Return the entries below in their exact form, leaving the pictures out.

[Start]

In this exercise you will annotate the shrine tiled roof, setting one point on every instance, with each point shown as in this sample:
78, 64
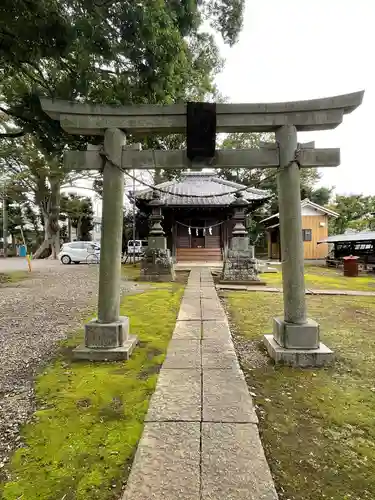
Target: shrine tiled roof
193, 187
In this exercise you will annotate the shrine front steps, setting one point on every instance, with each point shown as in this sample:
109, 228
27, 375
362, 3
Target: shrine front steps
200, 440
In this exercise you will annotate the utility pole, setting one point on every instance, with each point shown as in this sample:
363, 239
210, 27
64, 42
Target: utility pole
5, 221
133, 217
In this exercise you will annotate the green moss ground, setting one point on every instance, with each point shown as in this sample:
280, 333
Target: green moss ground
317, 426
13, 277
90, 415
322, 278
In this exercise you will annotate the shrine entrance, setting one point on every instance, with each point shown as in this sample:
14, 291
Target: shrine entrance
295, 339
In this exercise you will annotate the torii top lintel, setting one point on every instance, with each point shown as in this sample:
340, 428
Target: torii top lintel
94, 119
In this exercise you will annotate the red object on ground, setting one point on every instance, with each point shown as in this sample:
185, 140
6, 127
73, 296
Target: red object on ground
351, 266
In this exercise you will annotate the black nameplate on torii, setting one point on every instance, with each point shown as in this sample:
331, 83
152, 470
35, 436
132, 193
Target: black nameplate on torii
200, 131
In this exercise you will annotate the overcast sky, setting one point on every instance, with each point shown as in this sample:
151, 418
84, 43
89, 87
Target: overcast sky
292, 50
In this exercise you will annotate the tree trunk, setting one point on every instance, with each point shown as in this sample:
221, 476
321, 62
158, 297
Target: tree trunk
51, 222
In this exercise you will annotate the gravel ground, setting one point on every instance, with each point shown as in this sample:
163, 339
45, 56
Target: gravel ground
35, 314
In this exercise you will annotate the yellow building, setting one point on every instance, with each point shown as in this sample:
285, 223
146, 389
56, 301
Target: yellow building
314, 228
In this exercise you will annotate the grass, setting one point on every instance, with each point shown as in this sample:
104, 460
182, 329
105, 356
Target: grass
82, 439
322, 278
13, 277
317, 426
132, 272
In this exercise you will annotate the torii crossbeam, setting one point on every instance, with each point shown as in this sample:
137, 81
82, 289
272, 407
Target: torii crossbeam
295, 338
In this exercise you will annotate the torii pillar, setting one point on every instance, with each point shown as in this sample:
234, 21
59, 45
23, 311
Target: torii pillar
295, 340
107, 337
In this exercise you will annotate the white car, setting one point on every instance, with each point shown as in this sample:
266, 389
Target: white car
78, 251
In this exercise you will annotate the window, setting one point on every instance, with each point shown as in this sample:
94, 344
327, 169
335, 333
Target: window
77, 244
307, 234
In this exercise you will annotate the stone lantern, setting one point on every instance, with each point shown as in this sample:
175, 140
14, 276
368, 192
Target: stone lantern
240, 264
157, 263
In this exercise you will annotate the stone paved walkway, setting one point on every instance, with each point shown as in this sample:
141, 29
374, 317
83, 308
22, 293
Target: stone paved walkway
200, 440
256, 288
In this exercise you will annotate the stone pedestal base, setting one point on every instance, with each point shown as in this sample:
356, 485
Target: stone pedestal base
106, 341
304, 358
292, 336
157, 265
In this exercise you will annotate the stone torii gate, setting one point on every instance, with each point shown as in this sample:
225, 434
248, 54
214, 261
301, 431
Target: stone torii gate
295, 338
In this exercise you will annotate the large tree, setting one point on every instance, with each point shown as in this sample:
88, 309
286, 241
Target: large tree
118, 52
78, 212
266, 178
355, 212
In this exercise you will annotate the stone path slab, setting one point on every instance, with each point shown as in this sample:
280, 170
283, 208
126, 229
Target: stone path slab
188, 330
178, 397
200, 440
183, 353
226, 397
233, 464
167, 463
308, 291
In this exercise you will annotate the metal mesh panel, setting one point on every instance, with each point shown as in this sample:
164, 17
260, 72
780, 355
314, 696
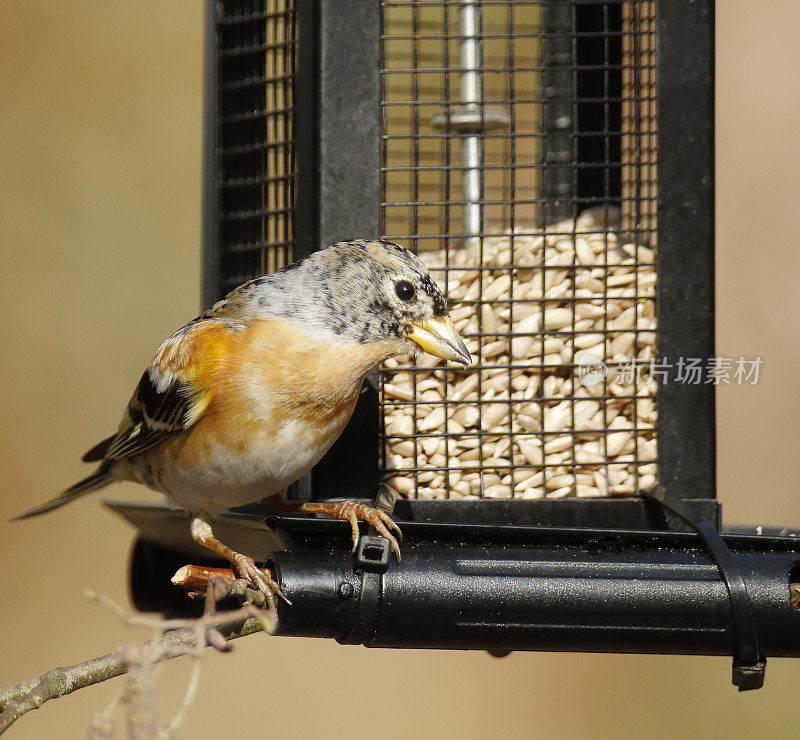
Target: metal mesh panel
255, 65
519, 161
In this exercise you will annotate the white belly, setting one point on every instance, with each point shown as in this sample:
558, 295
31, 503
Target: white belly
232, 479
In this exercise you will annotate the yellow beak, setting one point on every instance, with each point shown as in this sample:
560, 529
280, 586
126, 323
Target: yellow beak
439, 338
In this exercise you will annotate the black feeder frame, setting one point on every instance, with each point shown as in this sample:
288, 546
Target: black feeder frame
295, 159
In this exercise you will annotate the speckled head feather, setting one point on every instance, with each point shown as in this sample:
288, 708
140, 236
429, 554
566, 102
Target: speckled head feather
358, 290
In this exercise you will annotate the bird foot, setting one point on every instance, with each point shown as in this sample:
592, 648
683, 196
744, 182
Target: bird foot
245, 566
352, 512
256, 579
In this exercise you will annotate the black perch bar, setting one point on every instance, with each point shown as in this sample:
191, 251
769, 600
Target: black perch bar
505, 588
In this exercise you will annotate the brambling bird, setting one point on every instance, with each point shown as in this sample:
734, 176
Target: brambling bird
246, 398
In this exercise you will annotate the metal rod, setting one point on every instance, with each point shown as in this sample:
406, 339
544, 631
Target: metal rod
471, 95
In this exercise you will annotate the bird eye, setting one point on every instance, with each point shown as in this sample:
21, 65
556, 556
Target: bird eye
405, 290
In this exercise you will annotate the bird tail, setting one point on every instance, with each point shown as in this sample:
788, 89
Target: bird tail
99, 479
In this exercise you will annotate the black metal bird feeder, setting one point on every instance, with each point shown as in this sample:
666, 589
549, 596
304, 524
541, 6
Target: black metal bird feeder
552, 161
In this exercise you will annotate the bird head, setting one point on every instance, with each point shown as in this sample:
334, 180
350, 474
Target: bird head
380, 291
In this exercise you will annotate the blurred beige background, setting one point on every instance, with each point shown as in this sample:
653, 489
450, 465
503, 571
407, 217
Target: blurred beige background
99, 231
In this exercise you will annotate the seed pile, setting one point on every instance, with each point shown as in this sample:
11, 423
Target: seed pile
559, 401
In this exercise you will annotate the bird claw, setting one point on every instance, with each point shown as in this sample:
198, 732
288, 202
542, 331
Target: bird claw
376, 518
258, 580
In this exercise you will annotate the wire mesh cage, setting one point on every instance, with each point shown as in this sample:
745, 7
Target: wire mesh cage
513, 145
504, 166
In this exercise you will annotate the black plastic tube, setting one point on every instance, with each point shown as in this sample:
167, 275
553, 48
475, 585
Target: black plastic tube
612, 597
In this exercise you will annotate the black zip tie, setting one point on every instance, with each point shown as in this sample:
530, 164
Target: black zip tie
748, 665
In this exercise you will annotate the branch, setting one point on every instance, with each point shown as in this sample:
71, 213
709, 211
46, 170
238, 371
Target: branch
183, 635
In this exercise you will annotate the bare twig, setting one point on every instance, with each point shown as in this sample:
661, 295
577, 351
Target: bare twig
171, 638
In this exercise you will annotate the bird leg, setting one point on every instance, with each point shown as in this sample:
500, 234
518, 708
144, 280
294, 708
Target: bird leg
349, 511
245, 566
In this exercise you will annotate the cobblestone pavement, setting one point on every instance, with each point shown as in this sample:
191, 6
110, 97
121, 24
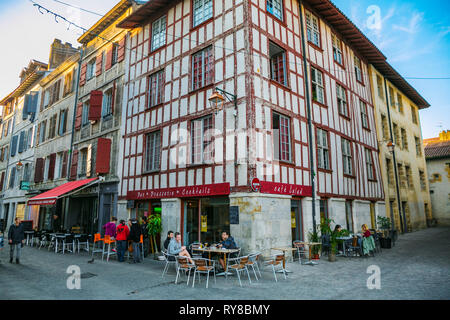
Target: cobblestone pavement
418, 267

[End]

# Solution for this problem:
In this exercise you will annotate the shrine tiled roof, setting one point on every instance, with each point shown as in this sample:
78, 64
Target: shrine tiled roof
193, 187
In this exercise you will annotate the shrine front steps, setting one point on every instance, with each point shown as in this sample:
109, 228
27, 375
362, 3
Target: shrine front steps
200, 440
In this exercise you will annotate the utility pole, setting one point on every instance, with each point shown as in this sample:
363, 239
210, 27
64, 42
Target: utility pole
5, 221
133, 217
In this exercise you will annotate the green moss ground, setting one point on every instance, with each point shown as in this sample:
280, 333
Target: green moss ground
317, 426
13, 277
90, 415
322, 278
In this exercise you will annotate the shrine entrance, setting one point on every instance, with each point shown as in this sample:
14, 291
Target: shrine entrance
295, 339
In this exercise you will annotate the torii top lintel, setting one point on every instance, with each point shown as in this sample:
340, 428
Target: torii top lintel
94, 119
In this exercise you will annotate the red object on ground, setting one point on every instance, with each point shown as in this sample:
185, 140
6, 127
73, 296
Target: red object on ground
351, 266
In this exercise you will annotate the black nameplate on torii, setting one point on every instance, with each point shown as in this sample:
331, 83
152, 470
35, 436
132, 193
Target: black nameplate on torii
200, 131
In this exercise you will annotate the overcast sky, setting one point on every instance, with each point shown as in this sample:
151, 418
84, 43
89, 87
Target: overcast sky
292, 50
In this exercise you will annotate the tree trunk, setting one point on every instance, with each point shown as in this sample:
221, 476
321, 62
158, 297
Target: tree trunk
51, 222
In this exercise you will annotate the gravel ground, setting one point on every instance, with each point shown as in this sample:
163, 339
45, 56
Target: gravel ground
35, 314
In this exercise you will annotate the yellow building, setting one point on every instance, with each point shown as in this sample:
285, 223
146, 389
56, 301
Target: yellow building
314, 228
In this exercise you will annotate the grass, setting one point on every instance, with each point shown as in this sample:
104, 460
182, 329
105, 356
Target: grass
82, 439
322, 278
13, 277
317, 426
132, 272
In this exercise you will annotate the torii crossbeam, setting one point on every instance, with each point shown as in this sample:
137, 81
82, 289
272, 407
Target: torii crossbeam
295, 338
In this exercise you will annotate the torii pillar, setting one point on every instance, with each point shown as in this sample:
234, 21
59, 45
23, 311
Target: torii pillar
295, 340
107, 337
In this exercise you will annotate the white car, setting one point on every instance, with each point shown as in this sample:
266, 389
Target: white car
78, 251
In this exercise you will annotate the window, setting one point on every instance, with each point shown as in this sample:
94, 344
327, 169
335, 333
Target: window
77, 244
307, 234
In this exercise you will annotate the stone lantern, setting one point on every instance, with each point shown as in this sample:
175, 140
14, 276
368, 192
Target: stone lantern
240, 264
157, 263
In this exercise you will annotate the stone paved walkway, setting one point on every instance, with each point shown as in this sample:
141, 29
374, 317
83, 308
22, 293
Target: stone paved walkway
200, 440
256, 288
In this exercise you will annotate the stone pedestal base, setting one point on every instance, with each point shown as in this sample:
356, 485
Target: stone pedestal base
106, 341
304, 358
292, 336
157, 265
In this exercise you will annotate the stone torii gate, setting one point on every instance, with each point shown as in this sample:
225, 434
248, 54
214, 261
301, 431
Target: stone torii gate
295, 338
In this exercise you will annotate the large tree, setting one point on every instance, with each point shown as in this sample:
88, 309
286, 241
Target: large tree
118, 52
78, 212
266, 178
355, 212
In this exercise you will annotate the stone path slab, setting one point on every instance, with each point shown as in this sample:
280, 170
283, 208
126, 229
Target: stone path slab
188, 330
178, 397
200, 440
183, 353
226, 397
233, 464
167, 463
308, 291
In this exercise you will annotate the metal mesh panel, setting one point on every instance, with each point shown as in this sample:
164, 17
260, 72
780, 355
314, 696
Target: metal mesh panel
255, 65
519, 161
In this exercise you will annotate the white belly, setting one point on every instance, with each point shown as in this sample:
558, 295
31, 503
Target: white belly
232, 479
In this exercise you will annotate the yellow beak, setting one point on every instance, with each point shown as in this sample:
560, 529
280, 586
126, 323
Target: yellow beak
439, 338
In this exercise you will annotate the black feeder frame, setting one point on every instance, with each point shown as in this sample:
288, 546
Target: black feeder frame
295, 159
In this exercise you will annotate the speckled head feather, setting one point on every instance, with each point shown as in this sample:
288, 708
140, 236
429, 554
566, 102
Target: speckled head feather
358, 290
In this exercise you will annotate the bird foot, setting one point on every instance, with each point shown as in this sample:
592, 648
683, 196
744, 182
Target: bird foot
245, 566
352, 512
256, 579
In this exercise you will annotate the black perch bar, setting one point on every instance, with each point shown as in this sample:
191, 251
769, 600
Target: black perch bar
505, 588
In this exercise you will annotate the brambling bird, setting one point on every instance, with each point shown as in this sample:
734, 176
Target: brambling bird
246, 398
In this exercise you will annotate the metal rod, setting one point on every instance, with each point shown as in this sample:
406, 339
544, 631
Target: metal rod
471, 95
In this exercise you will annotate the bird eye, setting one point on every instance, with each point shown as in this sample:
21, 65
556, 556
Target: bird eye
405, 290
In this exercise you will annotate the bird tail, setting one point on every instance, with each point shown as in this sample:
788, 89
Target: bird tail
99, 479
In this exercise you will annotate the black metal bird feeder, setting one point on every instance, with each point shown as in this sample:
666, 589
549, 596
304, 524
541, 6
Target: black metal bird feeder
552, 161
In this exercise you will annotate the bird head, setting one point on every instance, with each point shown as in this sample:
334, 180
350, 474
Target: bird head
380, 291
In this exercise you will annotate the blurred beige background, setting one point on every instance, with each point shown as in this sample:
653, 489
450, 465
503, 571
407, 217
Target: blurred beige background
99, 231
In this exercise you will annotate the seed pile, setting one point on every instance, with each point shown as in this sample:
11, 423
Target: seed pile
559, 401
In this exercise you will annotate the bird claw, setting one point on every instance, with each point shown as in this sample:
198, 732
288, 202
542, 331
Target: bird claw
376, 518
258, 580
In this exercise you will annotate the wire mesh cage, setting one point on every instance, with each point shown as in this sample:
745, 7
Target: wire mesh cage
513, 145
504, 166
In this exercise you will annotate the black plastic tube, setting one point on every instance, with each point shown as in this sample:
167, 275
553, 48
475, 585
Target: black plastic tube
612, 597
In this exercise you will annotate the black zip tie, setting one point on every instance, with each point shown as in this sample:
530, 164
Target: black zip tie
748, 665
In this exercise you will annotate the branch, setting one point on every instance, with each point shown as in this sample:
71, 213
709, 211
46, 170
238, 371
Target: branch
183, 635
In this exercise you will annotate the bare twig, setting one point on every instance, with each point shown as in this sample:
661, 295
577, 351
Target: bare twig
171, 638
In this exercise you will annotate the bird leg, setting one point on every instance, with each point shown as in this sample:
500, 234
518, 708
144, 280
294, 708
Target: bird leg
349, 511
245, 566
In this exercise you will annotate the cobblestone pavement, setting one point on every instance, with each point shown as in this sample:
191, 6
110, 97
121, 24
Target: cobblestone pavement
418, 267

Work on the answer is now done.